Every line of the records below that holds the word "concrete" should be copied out.

(MATERIAL SHOWN Opens)

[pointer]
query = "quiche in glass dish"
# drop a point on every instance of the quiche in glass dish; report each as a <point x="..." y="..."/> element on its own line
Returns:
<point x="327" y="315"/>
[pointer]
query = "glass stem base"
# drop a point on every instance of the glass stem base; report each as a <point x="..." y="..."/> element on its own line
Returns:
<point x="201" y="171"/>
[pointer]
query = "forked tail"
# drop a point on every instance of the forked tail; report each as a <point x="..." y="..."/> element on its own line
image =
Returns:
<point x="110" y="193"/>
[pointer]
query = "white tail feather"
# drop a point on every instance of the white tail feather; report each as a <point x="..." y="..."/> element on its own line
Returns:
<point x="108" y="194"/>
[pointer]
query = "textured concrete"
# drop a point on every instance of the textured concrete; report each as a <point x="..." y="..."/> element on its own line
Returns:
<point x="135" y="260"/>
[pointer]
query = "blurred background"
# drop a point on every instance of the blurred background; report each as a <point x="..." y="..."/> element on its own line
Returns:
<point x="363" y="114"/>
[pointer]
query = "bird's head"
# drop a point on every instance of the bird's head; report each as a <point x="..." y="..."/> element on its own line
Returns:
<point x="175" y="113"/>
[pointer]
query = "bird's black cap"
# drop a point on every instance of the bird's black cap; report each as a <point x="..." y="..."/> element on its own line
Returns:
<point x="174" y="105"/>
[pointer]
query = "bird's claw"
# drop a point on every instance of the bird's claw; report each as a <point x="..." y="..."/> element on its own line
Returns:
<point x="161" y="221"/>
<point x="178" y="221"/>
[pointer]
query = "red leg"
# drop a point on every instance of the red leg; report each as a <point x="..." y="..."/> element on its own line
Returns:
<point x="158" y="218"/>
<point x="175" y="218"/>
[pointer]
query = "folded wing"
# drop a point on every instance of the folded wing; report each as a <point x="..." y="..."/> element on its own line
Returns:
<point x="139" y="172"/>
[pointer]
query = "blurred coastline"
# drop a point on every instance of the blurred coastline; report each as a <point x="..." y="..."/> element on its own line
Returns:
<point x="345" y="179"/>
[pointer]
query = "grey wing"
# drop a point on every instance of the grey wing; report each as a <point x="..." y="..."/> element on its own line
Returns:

(MATERIAL SHOWN Closes)

| WRITTEN SOLUTION |
query = "textured concrete"
# drop a point on every instance of the textured concrete; report each as a <point x="..." y="..."/> element on its own line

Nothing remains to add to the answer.